*TASK TO COMPLETE*
From the line with "task | indicate the pedestrian" through the final line, please write out the listing exactly, including both of those lines.

*RECORDED DATA*
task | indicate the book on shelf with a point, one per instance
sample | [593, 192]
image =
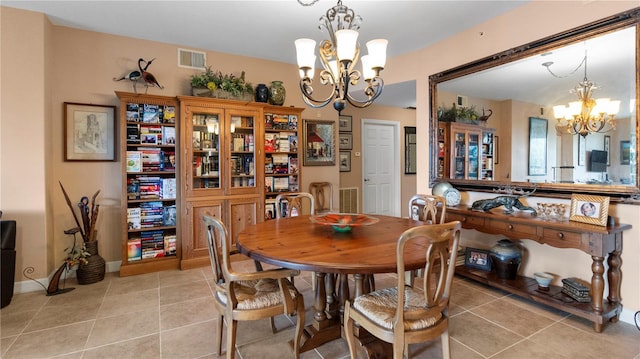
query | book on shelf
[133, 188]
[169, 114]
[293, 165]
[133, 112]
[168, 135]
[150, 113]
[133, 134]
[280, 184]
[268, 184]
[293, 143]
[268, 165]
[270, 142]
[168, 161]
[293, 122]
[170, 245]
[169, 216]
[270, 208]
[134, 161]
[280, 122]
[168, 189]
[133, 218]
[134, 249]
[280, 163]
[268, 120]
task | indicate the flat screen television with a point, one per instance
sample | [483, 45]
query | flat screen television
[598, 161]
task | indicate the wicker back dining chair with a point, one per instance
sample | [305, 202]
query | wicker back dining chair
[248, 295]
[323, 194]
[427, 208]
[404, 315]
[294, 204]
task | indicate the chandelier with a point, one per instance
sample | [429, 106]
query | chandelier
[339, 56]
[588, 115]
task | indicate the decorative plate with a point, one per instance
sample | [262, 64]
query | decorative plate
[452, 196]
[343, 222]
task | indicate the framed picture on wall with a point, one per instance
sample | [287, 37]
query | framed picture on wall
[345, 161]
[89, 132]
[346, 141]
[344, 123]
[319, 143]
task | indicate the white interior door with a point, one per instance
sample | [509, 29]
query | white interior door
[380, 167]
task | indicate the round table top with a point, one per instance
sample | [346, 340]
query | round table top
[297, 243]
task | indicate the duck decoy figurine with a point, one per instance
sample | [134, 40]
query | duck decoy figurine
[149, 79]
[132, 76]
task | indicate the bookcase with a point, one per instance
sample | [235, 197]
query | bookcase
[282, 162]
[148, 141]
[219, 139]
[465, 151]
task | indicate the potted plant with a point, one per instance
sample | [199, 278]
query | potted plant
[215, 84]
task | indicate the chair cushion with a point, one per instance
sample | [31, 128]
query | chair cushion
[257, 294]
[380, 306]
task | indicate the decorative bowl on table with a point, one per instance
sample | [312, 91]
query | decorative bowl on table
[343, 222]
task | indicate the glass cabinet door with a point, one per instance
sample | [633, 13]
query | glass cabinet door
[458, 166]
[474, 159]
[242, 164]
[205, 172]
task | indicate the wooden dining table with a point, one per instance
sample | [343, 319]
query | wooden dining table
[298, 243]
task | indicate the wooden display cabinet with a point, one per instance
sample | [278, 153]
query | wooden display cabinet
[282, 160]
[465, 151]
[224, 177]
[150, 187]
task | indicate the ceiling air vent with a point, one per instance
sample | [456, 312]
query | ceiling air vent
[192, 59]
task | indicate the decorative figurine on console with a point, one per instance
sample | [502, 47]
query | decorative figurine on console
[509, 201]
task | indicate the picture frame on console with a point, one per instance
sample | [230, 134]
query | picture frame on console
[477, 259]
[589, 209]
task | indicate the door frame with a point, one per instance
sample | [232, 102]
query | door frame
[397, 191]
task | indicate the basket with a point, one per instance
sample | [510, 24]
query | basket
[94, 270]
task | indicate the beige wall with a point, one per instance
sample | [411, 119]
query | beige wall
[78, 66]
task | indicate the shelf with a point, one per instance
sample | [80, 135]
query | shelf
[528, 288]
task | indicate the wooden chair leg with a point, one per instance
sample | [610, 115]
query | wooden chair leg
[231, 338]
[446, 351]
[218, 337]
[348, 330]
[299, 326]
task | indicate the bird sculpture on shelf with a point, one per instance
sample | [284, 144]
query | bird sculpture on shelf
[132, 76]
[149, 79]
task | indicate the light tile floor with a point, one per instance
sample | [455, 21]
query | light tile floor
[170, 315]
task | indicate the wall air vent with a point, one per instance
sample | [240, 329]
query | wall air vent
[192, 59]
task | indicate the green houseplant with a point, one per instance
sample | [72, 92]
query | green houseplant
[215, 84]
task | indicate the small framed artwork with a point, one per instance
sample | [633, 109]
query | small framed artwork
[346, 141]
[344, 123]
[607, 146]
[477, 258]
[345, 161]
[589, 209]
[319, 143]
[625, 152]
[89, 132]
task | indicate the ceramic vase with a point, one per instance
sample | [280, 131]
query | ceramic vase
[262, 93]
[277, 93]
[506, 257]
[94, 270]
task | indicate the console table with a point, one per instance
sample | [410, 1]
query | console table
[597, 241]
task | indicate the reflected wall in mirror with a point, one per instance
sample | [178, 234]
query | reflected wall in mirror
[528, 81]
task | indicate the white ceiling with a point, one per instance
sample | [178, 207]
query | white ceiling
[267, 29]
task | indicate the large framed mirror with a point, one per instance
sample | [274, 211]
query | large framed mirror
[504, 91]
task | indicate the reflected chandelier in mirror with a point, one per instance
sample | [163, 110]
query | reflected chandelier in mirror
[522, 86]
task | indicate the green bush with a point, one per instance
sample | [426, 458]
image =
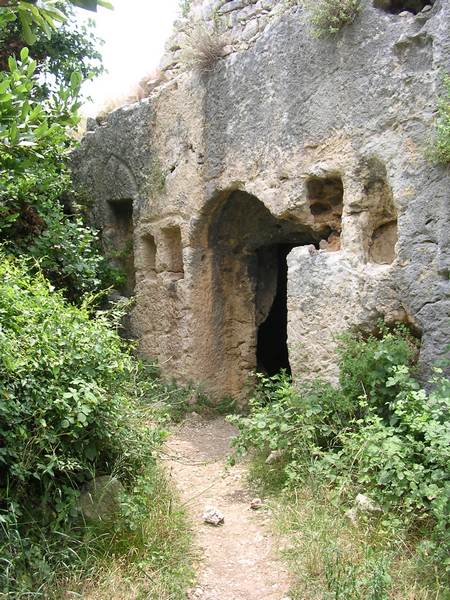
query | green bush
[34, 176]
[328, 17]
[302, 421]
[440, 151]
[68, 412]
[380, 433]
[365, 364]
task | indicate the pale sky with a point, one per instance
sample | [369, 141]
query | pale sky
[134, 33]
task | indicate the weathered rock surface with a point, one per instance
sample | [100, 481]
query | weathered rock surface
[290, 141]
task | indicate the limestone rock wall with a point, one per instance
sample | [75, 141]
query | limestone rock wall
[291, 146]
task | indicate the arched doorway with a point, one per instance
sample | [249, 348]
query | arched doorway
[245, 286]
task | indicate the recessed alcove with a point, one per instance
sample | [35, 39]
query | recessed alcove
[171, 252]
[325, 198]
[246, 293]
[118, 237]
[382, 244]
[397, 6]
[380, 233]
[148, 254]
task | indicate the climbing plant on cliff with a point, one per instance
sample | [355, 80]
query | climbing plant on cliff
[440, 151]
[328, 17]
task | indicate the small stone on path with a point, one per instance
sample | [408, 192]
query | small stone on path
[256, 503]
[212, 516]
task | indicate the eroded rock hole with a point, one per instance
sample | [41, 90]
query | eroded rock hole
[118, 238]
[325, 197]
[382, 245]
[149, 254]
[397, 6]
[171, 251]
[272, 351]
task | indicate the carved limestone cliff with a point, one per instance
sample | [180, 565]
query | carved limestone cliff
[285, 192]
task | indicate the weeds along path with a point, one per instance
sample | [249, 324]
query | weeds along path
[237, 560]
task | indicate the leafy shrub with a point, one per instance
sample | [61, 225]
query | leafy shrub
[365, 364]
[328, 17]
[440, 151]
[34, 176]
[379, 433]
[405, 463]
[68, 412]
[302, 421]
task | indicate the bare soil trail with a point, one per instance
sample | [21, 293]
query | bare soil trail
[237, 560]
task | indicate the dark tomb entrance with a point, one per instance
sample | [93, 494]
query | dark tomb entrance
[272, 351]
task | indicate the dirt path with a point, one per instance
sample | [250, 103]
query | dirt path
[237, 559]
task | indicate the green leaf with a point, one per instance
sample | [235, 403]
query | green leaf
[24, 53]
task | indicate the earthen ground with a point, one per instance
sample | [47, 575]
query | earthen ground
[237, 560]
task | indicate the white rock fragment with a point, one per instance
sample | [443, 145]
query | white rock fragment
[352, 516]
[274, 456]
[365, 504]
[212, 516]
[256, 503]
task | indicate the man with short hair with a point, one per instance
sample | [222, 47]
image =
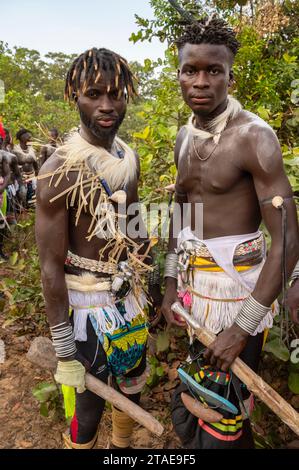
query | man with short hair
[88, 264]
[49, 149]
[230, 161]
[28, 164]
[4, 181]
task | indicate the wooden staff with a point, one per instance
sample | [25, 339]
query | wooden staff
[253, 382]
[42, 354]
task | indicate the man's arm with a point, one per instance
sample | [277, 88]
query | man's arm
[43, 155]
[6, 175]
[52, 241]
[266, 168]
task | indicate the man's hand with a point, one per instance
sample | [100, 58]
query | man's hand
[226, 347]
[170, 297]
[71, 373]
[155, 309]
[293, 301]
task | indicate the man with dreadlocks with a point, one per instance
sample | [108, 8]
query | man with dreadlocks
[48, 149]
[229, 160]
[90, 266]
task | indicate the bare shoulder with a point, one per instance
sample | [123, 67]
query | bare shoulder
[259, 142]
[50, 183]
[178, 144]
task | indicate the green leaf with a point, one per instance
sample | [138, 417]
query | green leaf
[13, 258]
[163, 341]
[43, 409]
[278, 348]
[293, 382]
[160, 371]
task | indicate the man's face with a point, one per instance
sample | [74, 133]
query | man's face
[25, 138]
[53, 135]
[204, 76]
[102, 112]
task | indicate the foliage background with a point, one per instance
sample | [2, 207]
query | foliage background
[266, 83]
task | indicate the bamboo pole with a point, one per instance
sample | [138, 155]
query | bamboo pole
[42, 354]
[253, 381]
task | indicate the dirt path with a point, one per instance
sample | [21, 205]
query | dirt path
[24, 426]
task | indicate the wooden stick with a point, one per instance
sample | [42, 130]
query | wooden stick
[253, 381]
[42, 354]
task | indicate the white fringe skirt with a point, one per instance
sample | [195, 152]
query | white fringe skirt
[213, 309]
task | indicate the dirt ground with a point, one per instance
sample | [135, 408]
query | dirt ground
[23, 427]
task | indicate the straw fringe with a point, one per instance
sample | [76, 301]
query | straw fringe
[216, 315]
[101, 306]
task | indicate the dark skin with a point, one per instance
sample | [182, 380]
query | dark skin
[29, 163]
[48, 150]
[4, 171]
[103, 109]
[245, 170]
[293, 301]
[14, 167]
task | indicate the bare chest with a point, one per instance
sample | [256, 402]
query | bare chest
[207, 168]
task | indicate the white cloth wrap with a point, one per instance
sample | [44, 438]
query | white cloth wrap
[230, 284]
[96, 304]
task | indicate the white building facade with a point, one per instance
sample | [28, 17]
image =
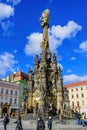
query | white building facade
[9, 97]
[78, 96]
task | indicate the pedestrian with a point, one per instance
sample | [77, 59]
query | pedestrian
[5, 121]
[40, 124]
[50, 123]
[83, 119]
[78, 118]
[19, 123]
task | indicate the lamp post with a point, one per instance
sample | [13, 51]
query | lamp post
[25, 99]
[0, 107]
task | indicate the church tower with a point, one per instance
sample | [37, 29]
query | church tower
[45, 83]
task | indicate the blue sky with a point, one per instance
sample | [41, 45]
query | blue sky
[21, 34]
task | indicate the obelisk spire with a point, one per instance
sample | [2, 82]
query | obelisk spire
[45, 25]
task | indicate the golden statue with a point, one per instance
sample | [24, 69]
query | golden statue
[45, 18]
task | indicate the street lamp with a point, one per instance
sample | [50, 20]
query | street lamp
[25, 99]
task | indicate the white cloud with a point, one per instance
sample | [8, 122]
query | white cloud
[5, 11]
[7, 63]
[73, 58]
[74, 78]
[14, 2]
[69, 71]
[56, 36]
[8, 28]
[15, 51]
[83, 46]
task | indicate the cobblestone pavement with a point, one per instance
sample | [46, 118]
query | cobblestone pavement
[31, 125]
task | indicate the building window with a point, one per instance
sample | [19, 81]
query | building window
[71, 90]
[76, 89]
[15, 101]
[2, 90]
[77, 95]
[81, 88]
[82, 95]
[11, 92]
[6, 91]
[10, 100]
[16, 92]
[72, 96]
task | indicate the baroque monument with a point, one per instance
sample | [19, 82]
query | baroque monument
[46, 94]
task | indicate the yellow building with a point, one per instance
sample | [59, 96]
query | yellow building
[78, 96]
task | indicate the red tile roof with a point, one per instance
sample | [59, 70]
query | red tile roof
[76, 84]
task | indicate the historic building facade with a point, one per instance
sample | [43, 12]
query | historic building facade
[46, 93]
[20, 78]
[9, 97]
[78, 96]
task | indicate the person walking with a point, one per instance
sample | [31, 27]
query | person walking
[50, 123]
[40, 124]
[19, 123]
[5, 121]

*RESULT OF THIS TASK*
task | indicate the pedestrian with a point, one per instance
sample | [77, 59]
query | pedestrian
[5, 121]
[40, 124]
[50, 123]
[83, 119]
[78, 118]
[19, 123]
task | indicate the lamp post with a point, one per instance
sample | [13, 51]
query | lamp post
[25, 99]
[0, 107]
task | indicate the church tower with a point, one per instance
sample | [37, 29]
query | church tower
[45, 83]
task | indicate the blue sky with a point, one per instance
sample | [41, 45]
query | blue sky
[21, 34]
task | indicate the obelisk spire with a point, one per instance
sample | [2, 82]
query | obelisk spire
[45, 25]
task | indicate the golden statue with a point, one per instance
sample | [24, 69]
query | golden statue
[45, 18]
task | indicate the street lamp with a point, one per instance
sample | [50, 20]
query | street lamp
[25, 99]
task | indicate the white cloud with a point, one per instance
sample | [8, 122]
query | white cloud
[5, 11]
[7, 63]
[73, 58]
[74, 78]
[14, 2]
[69, 71]
[56, 36]
[8, 28]
[15, 51]
[83, 46]
task | indicate the cobblestone pavement with a point, one per instance
sample | [46, 118]
query | cobblestone pavement
[31, 125]
task | indicate the building window with a point, one per instance
sample | [19, 81]
query | building window
[71, 90]
[76, 89]
[15, 101]
[2, 90]
[77, 95]
[81, 88]
[82, 95]
[11, 92]
[6, 91]
[10, 100]
[16, 92]
[72, 96]
task | indicate the baroque monument with a point, one per instance
sample | [19, 82]
query | baroque monument
[46, 94]
task | indicate the yellow building with a point, one per instance
sample | [59, 96]
query | yellow building
[78, 96]
task | indicate the red tile roof with a point, one per instance
sample | [59, 70]
query | red tile roof
[76, 84]
task | indicate the historic building facade with a point, one per instance
sample | [43, 12]
query | historic building facade
[46, 93]
[20, 78]
[9, 97]
[78, 96]
task | indicate the person walking with a point, one per instance
sample | [31, 27]
query | person walking
[50, 123]
[40, 124]
[19, 123]
[5, 121]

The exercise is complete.